In the entries below, find the line with "Task: tag the stadium seating" and print exactly every line from there up to and including the line with "Task: tag the coach", with no other lines.

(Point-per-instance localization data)
━━━━━━━━━━━━━━━━━━━━━━━━━━━━━━

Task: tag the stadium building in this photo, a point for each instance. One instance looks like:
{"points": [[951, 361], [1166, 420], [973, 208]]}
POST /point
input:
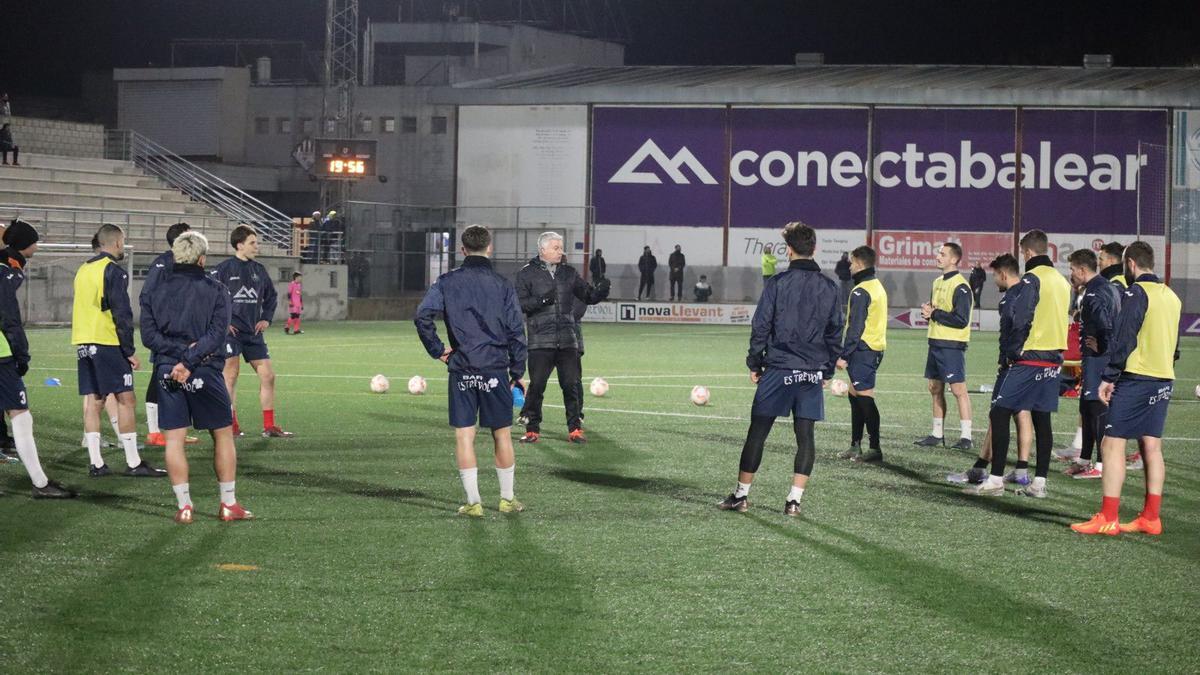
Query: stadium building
{"points": [[528, 130]]}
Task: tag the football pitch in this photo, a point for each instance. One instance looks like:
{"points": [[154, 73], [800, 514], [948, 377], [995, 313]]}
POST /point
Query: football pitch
{"points": [[621, 562]]}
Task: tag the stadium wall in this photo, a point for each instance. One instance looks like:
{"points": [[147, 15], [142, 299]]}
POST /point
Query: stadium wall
{"points": [[55, 137]]}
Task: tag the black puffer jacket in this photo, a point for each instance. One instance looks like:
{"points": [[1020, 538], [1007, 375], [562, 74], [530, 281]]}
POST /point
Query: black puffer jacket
{"points": [[547, 303]]}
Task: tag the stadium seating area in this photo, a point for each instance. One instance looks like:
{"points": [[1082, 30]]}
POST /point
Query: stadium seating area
{"points": [[67, 198]]}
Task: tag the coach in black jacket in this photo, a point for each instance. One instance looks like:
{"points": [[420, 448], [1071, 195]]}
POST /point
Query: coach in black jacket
{"points": [[547, 288]]}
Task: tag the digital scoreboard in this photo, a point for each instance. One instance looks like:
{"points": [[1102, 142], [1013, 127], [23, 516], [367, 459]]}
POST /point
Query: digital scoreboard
{"points": [[348, 159]]}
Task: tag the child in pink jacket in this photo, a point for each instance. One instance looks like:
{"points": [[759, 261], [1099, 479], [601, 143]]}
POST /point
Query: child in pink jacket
{"points": [[295, 305]]}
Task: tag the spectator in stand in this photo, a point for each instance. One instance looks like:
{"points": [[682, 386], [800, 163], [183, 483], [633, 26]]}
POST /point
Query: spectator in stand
{"points": [[646, 266], [845, 280], [9, 145], [676, 262], [977, 279], [598, 267]]}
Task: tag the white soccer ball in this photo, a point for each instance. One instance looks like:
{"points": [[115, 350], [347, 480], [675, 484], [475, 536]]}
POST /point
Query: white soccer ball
{"points": [[417, 386], [379, 384], [599, 387]]}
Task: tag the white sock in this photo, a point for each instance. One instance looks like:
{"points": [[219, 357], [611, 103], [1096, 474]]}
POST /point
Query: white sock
{"points": [[183, 495], [23, 437], [153, 418], [227, 495], [130, 442], [469, 478], [505, 476], [93, 440]]}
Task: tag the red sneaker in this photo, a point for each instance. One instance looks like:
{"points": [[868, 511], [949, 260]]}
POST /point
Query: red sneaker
{"points": [[1144, 525], [1098, 525], [234, 512]]}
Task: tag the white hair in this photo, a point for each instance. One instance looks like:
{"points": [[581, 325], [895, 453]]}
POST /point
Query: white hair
{"points": [[546, 238], [189, 248]]}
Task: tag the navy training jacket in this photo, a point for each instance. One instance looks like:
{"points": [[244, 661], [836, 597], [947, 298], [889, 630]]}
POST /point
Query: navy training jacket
{"points": [[798, 322], [483, 320], [185, 317]]}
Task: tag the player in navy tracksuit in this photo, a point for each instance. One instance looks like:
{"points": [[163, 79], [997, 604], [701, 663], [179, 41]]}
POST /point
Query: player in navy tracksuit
{"points": [[253, 306], [185, 318], [160, 267], [795, 342], [1099, 304], [485, 357]]}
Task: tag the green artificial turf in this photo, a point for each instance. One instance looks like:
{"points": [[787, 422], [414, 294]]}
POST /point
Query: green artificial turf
{"points": [[621, 562]]}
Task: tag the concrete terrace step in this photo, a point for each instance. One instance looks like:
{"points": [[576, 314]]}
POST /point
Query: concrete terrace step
{"points": [[78, 175]]}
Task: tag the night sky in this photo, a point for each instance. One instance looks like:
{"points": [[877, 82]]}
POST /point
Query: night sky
{"points": [[49, 43]]}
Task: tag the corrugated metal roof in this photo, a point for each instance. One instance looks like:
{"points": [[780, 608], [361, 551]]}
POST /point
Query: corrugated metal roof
{"points": [[839, 84]]}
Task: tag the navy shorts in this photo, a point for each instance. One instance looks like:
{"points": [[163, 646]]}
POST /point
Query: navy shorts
{"points": [[103, 370], [946, 364], [251, 346], [862, 366], [1027, 388], [789, 392], [1139, 408], [203, 402], [12, 388], [1090, 381], [483, 395]]}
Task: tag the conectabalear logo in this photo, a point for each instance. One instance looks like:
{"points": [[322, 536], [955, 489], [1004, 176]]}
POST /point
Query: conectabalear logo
{"points": [[629, 173]]}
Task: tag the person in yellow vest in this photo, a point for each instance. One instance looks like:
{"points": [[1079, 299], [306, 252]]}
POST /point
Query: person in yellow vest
{"points": [[21, 242], [1032, 348], [102, 333], [862, 352], [1138, 384], [948, 314]]}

━━━━━━━━━━━━━━━━━━━━━━━━━━━━━━

- FINISHED TASK -
Task: tag the stadium seating area in this photo, a point for each instance. One instance looks like:
{"points": [[1082, 30]]}
POST /point
Query: stadium seating area
{"points": [[67, 198]]}
Task: tag the coach in black jacket in this photo, a point for each instance. One instance looks like:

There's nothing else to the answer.